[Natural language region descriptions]
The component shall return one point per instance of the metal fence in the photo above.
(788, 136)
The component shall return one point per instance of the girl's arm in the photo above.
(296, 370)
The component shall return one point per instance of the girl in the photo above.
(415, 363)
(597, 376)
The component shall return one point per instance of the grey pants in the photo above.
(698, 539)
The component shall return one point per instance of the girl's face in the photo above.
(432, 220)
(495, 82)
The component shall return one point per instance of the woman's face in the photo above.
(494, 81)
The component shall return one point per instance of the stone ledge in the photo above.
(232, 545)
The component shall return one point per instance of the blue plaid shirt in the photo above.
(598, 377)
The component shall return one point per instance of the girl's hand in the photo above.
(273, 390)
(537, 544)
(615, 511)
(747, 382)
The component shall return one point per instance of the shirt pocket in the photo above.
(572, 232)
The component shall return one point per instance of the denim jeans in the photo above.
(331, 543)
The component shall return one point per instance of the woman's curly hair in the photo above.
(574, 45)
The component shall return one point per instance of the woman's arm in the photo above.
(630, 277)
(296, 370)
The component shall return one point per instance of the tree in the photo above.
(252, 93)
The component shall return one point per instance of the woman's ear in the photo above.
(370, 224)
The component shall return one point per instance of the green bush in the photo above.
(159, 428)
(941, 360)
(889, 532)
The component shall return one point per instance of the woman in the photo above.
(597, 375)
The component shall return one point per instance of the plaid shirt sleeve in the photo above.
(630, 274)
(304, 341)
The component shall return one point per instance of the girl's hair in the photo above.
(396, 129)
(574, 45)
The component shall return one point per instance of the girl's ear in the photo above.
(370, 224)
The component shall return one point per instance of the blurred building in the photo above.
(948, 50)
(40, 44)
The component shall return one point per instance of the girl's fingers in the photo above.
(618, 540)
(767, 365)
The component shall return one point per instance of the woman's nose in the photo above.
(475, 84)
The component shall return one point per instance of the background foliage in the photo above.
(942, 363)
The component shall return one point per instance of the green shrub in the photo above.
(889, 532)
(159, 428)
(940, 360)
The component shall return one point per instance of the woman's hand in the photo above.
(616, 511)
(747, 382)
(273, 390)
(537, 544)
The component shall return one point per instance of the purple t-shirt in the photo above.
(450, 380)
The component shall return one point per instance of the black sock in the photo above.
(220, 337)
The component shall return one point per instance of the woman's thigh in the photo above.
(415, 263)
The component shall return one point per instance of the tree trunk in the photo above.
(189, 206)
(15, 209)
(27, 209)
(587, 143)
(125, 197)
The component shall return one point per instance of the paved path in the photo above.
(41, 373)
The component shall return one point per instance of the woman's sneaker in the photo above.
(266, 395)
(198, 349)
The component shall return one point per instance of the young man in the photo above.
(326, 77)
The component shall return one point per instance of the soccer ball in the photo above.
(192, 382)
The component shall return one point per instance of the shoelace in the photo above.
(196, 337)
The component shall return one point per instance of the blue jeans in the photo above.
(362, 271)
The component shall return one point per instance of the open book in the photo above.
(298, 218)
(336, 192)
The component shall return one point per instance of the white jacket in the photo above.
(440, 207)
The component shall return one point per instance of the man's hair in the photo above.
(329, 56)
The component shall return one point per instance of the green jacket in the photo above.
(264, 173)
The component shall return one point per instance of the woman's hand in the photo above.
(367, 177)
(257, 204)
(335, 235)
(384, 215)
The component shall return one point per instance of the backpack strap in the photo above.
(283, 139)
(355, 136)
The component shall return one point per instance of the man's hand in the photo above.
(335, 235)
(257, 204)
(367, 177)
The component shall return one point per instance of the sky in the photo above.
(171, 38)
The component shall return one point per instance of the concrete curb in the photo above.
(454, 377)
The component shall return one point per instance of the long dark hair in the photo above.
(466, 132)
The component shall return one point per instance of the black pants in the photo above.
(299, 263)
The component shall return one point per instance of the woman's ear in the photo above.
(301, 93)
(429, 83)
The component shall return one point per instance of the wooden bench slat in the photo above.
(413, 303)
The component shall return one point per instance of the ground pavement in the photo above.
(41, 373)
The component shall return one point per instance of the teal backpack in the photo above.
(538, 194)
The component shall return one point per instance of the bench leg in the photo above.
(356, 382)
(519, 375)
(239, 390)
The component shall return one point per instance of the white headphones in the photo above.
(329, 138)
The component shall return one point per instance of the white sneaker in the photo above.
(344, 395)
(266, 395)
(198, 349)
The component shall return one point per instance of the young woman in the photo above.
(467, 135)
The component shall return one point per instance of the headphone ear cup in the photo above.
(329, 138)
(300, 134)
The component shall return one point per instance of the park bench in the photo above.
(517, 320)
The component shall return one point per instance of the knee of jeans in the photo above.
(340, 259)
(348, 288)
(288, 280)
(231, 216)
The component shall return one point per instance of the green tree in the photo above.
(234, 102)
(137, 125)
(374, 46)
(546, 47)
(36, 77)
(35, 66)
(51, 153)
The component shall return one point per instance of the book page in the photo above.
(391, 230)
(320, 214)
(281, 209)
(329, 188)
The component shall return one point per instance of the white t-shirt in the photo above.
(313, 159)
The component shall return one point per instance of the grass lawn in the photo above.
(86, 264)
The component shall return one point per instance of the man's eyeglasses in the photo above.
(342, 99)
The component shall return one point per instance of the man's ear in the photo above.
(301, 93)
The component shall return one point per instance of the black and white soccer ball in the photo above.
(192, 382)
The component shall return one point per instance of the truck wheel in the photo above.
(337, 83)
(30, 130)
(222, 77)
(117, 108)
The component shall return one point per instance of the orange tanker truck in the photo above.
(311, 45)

Instructions to follow :: All of the records above are to be printed again exactly as they appear.

The completed task ::
The component shall return one point per instance of the metal fence in the photo above.
(788, 136)
The component shall return one point per instance of the girl's arm in the photo above.
(296, 370)
The component shall return one point per instance of the girl in the photo above.
(415, 363)
(597, 376)
The component shall return one point per instance of the grey pants in the photo above.
(698, 539)
The component shall return one point per instance of the girl's face in the photo above.
(432, 220)
(495, 82)
The component shall return one point per instance of the woman's face in the photo above.
(494, 81)
The component shall return one point per instance of the stone ledge in the photo above.
(232, 545)
The component shall return one point per instance of the blue plaid shirt in the photo above.
(598, 377)
The component shall return one point per instance of the girl's hand in the photo above.
(273, 390)
(537, 544)
(615, 511)
(747, 382)
The component shall return one point per instance of the shirt pocket in the photo above.
(572, 232)
The component shall return one point per instance of the denim jeans in the photo above.
(331, 543)
The component shall return one point per instance of the woman's curly hair in the photo above.
(574, 45)
The component shall return one point per instance of the woman's arm in the photo above.
(630, 277)
(296, 370)
The component shall return one point per instance of the tree in the photo above.
(252, 93)
The component shall return one point per instance of the woman's ear in the photo above.
(370, 224)
The component shall return one point per instance of the green bush in the photo above.
(159, 428)
(941, 360)
(889, 532)
The component shall return one point per instance of the woman in the photo above.
(597, 375)
The component shall return one point per instance of the plaid shirt sleeve in the photo above.
(630, 274)
(304, 341)
The component shall return one point per instance of the girl's hair in the photo above.
(396, 129)
(574, 45)
The component shall return one point per instance of the girl's ear in the photo above.
(370, 224)
The component shall return one point per instance of the blurred building in the photo above.
(948, 50)
(40, 44)
The component shall return one point per instance of the girl's fingers in the photo above.
(618, 540)
(767, 365)
The component shall return one point per instance of the woman's nose in the photo above.
(475, 84)
The component shall return one point per instance of the background foliage in the photo above.
(942, 363)
The component shall return one point per instance of the green shrub in the photo above.
(889, 532)
(159, 428)
(940, 360)
The component shall return one point per instance of the woman's hand in the photo above.
(616, 511)
(747, 382)
(273, 390)
(537, 544)
The component shall return one point per instance of the purple t-shirt in the photo above.
(450, 380)
The component shall return one point per instance of the black sock in the photo above.
(220, 337)
The component shall return one point per instance of the woman's thigh in the photo above.
(415, 263)
The component shall return one point per instance of the tree trunk in the photo above.
(189, 206)
(15, 209)
(27, 209)
(587, 143)
(125, 197)
The component shall return one point per instance of the paved path in the photo above.
(41, 373)
The component shall return one point per instance of the woman's sneaker in the photo above.
(266, 395)
(198, 349)
The component shall return one point per instance of the young man in the photo above.
(326, 77)
The component shall return one point per instance of the soccer ball in the photo above.
(192, 382)
The component shall return one point per instance of the shoelace in the photo above.
(196, 337)
The component shall return one point per instance of the blue jeans in the photo above.
(362, 271)
The component shall return one point per instance of the open book in the photo above.
(298, 218)
(336, 192)
The component shall return one point per instance of the white jacket in the photo above.
(440, 207)
The component shall return one point per instance of the man's hair in the photo above.
(329, 56)
The component shall return one point per instance of the green jacket in the photo above.
(264, 173)
The component shall return one point per instance of the woman's hand in the photo above.
(367, 177)
(257, 204)
(335, 235)
(384, 215)
The component shall return one point per instance of the backpack strap in the photo above.
(283, 139)
(355, 136)
The component shall return one point per instance of the man's hand in the photo above.
(335, 235)
(257, 204)
(367, 177)
The component shall return one point per instance of the sky in the photo above.
(171, 38)
The component shall return one point per instance of the concrete curb in the photo above.
(454, 377)
The component shall return one point per instance of the long dark hair in the photo above.
(466, 132)
The component shall return one point per instance of the black pants in the photo above.
(299, 263)
The component shall return one point per instance of the woman's ear in the photo above.
(301, 93)
(429, 83)
The component shall return one point per instance of the wooden bench slat in the photo above.
(413, 303)
The component shall return one point per instance of the ground pavement in the photo above.
(41, 373)
The component shall return one point per instance of the teal backpack in the photo above.
(538, 194)
The component shall return one point per instance of the bench leg in the photo above.
(356, 382)
(519, 375)
(239, 390)
The component shall return one point per instance of the white headphones in the photo above.
(329, 138)
The component shall return one point per instance of the white sneaker in the photo above.
(344, 395)
(266, 395)
(198, 349)
The component shall return one point per instance of the young woman in the photo above.
(467, 135)
The component shall return one point per instance of the headphone ear cup in the photo above.
(329, 138)
(300, 134)
The component shall return one point per instance of the park bench in the photo above.
(517, 320)
The component shall return one point per instance of the knee of jeans in the photo above.
(340, 259)
(348, 288)
(288, 280)
(231, 216)
The component shall return one point per instance of the green tree in the photo above.
(234, 102)
(137, 125)
(374, 46)
(546, 47)
(36, 77)
(35, 66)
(51, 153)
The component shall return one point per instance of the book page in the photo above.
(391, 230)
(320, 214)
(281, 209)
(329, 188)
The component shall return one point per instance of the white t-shirt in the photo above.
(313, 159)
The component shall return one point per instance of the grass lawn in the photo above.
(86, 264)
The component shall return one point per instance of the man's eyeglasses in the photo above.
(342, 99)
The component shall return one point per instance of the man's ear in the photo above.
(301, 93)
The component shall return one point per instance of the black and white soccer ball in the photo above.
(192, 382)
The component shall return one point per instance of the truck wheel in the photo above.
(337, 83)
(30, 130)
(222, 77)
(117, 108)
The component shall return one point per instance of the orange tanker truck in the photo above.
(311, 45)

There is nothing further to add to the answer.